_Extrait choisi_:
========================================

Petite stratégie de transition

Le mouvement des Petites mains a été lancé au début du mois de mai 2020, tandis que le déconfinement s’annonçait[1].

Durant le confinement, nous avons été frappé par la capacité des gouvernements de mettre en suspend la vie économique et touché par son souci de palier aux difficultés engendrées. Nous n’entrerons pas ici dans les nombreuses critiques qui sont émises par ailleurs sur cette « gestion de crise » et les disparités qu’elles révèlent.

Nous nous sommes trouvés confrontés à ce que nous pourrions appeler la férocité de la vie, c’est-à-dire à ce qui, de la vie est inévitable : la mort, l’injustice… Cette férocité oubliée, voire déniée en temps normal, est venue nous frapper de plein fouet.

Le corollaire du déni de la férocité de la vie est la cruauté. La cruauté des humains les uns envers les autres : « je ne peux pas croire que la vie me maltraite ainsi, cela doit être à cause de lui, à cause d’elle, à cause d’eux », c’est l’autre qui est cruel. Dans l’autre sens, cela dit : « mais non, ce n’est pas si grave si je consomme tel produit issu d’un mode de production qui met cruellement en jeu la vie d’enfants, où qui maintient des familles entières en un cruel esclavage, où qui entraîne une pollution cruellement excessive : tout le monde le fait. » Et les uns de cacher aux autres, à coup de marketing ou de sentences morales, ce qui ne doit pas, ne peut pas être trop regardé.

Certains discours politiques lancés aujourd’hui sont des passages à l’acte qui annihilent la pensée[2]. Ils font partie de cette « stratégie du choc » dévoilée par Naomi Klein[3]. Et devant l’ampleur du désastre, il peut être tentant de mettre sa pensée en berne. Face à des mots qui ne (se) pensent pas et des évènements qui découragent : ma pensée, notre pensée, vaut-elle encore quelque chose ? Peut-elle encore quelque chose, au-delà de ce qui arrive ? Il est tentant, au-delà de la solidarité nécessaire, de s’en remettre à l’autorité d’un chef. Certains chefs l’ont bien compris.

Comme l’écrivait récemment, dans un beau « Tract de crise[4] », Frédéric Boyer : « Nous pensions vivre et nous étions vécus par quelque chose d’inconnu de nous. Quelque chose que nous ne voulions pas reconnaître. Quelque chose d’inconnu qui était bien de nous. La férocité de la vie. » Il poursuit : « nous ne portons pas assez attention à la fragilité qui est la nôtre. C’est notre cruauté. »

========================================

_Jeu de données_:
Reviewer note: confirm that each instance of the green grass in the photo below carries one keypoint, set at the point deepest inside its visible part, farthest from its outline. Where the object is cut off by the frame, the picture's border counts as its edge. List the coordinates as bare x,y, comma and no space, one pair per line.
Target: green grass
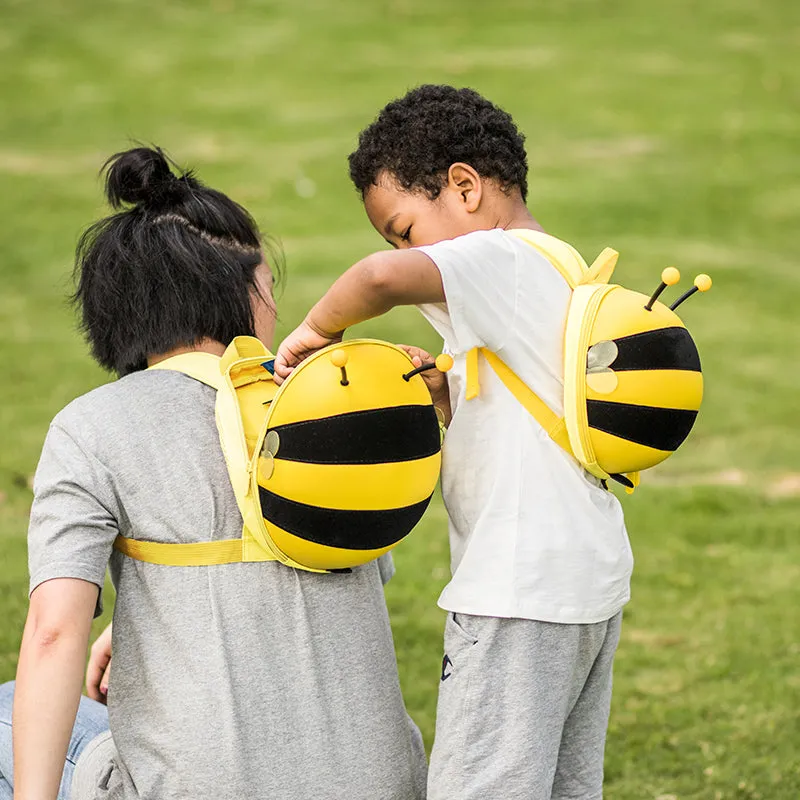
668,130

========================================

_Exercices_:
1: Selon l'extrait « Petite stratégie de transition », pourquoi peut-il être tentant de mettre sa pensée en berne ? Répondez en une à trois phrases.
2: Reprenez l'extrait « Petite stratégie de transition » après sa dernière phrase et poursuivez-le.
Ces données proviennent d'une autre source.

_Corrigés_:
1: Devant l'ampleur du désastre, on est tenté de mettre sa pensée en berne. Face à des mots qui ne (se) pensent pas et à des évènements qui découragent, on en vient à se demander si sa pensée vaut encore quelque chose.

2:
De la férocité de la vie à la cruauté humaine, il n’y a qu’un pas. La cruauté n’est-elle pas une manière de la tenir à distance la férocité de la vie et de l’attribuer, dans une illusion de maîtrise, à l’un ou l’autre de nos congénères que l’on pourra dès lors condamner, par principe et cruellement ? [5]

En ce temps de crise sanitaire, cette dimension cruelle n’a plus pu être cachée. « Gérer » les soins de santé en rapport à une rentabilité financière est apparu aberrant. La dynamique économique jouant sur les dettes et créant de la pauvreté pour assujettir des secteurs professionnels, des pays en développement… a montré toute son iniquité. L’urgence climatique, ses liens avec la mobilité et l’emploi ont accentué encore la nécessité d’orienter les investissements autrement. Etc.

Un changement de paradigme doit avoir lieu, une autre systémique doit se mettre en place.

Des associations, des coalitions, des collectifs grands et petits travaillent sur ces questions depuis des années parfois. Ils ont pris soin de préciser leur pensée durant le confinement, de proposer des actions, d’inciter à la réflexion. Leur travail doit être mis à jour, éclairer les citoyens sur la férocité de la vie et la manière d’en prendre soin.

C’est notre premier point : récolter et mettre en lumière ces travaux et ces pistes[6] pour un changement de paradigme.

Dans le même temps, des citoyens s’inquiètent et s’interrogent, ouvrent les yeux et se mettent en colère. Parmi eux, certains travaillent également depuis des années pour susciter un mouvement de transition (Le Réseau Transition par exemple), tenter seul ou à quelques-uns de mettre des changements en œuvre : coopératives, consommation durable, zéro-déchet… Ils n’arrivent pas, malgré la créativité et la persévérance, à faire entendre l’intérêt de leurs recherches, de leur concrétisation. Système et paradigme restent inamovibles. Certains sont découragés, d’autres deviennent enragés.

C’est notre deuxième point : permettre aux citoyens d’exprimer ce qui les traverse aujourd’hui, qui révèle des sentiments intérieurs présents depuis longtemps[7].

Ces deux éléments sont des sources. Elles bouillonnent mais c’est comme si les rivières qui en émanent ne pouvaient encore faire leur lit, restaient incontinentes : cela jaillit et cela coule partout.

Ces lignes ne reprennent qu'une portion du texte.